- Stated problem -
List every line in the records below that contains the string "shark".

- Stored rows -
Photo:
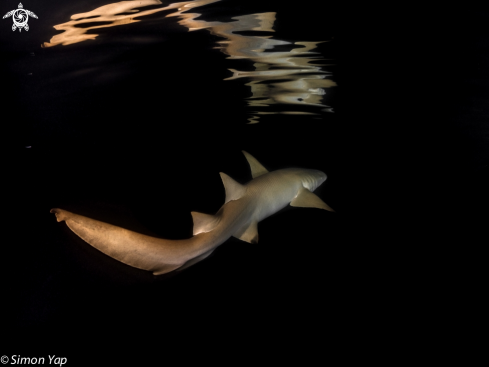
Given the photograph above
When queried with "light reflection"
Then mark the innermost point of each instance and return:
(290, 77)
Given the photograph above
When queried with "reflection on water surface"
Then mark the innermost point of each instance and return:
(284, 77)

---

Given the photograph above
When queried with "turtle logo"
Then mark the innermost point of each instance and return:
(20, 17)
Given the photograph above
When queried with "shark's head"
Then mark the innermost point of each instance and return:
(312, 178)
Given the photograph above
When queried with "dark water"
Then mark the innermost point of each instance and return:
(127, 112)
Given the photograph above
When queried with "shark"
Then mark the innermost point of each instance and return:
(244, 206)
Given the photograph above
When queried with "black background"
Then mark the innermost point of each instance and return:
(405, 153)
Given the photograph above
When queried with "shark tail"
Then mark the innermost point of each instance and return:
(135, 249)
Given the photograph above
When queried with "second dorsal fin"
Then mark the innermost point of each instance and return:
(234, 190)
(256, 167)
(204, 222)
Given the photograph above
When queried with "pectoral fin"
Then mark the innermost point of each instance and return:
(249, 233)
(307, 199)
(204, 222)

...

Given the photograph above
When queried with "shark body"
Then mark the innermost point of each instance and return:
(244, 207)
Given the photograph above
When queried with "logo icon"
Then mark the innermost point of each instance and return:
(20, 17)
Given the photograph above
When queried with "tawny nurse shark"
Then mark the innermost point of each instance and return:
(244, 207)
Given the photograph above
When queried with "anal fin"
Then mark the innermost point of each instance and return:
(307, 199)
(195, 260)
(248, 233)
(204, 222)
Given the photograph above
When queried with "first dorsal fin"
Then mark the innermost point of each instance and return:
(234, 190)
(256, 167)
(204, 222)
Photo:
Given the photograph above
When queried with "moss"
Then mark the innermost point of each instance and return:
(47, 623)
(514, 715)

- Full solution -
When queried with "shark's head"
When queried with "shark"
When queried with "shark tail"
When queried with "shark body"
When queried with "tawny nurse shark"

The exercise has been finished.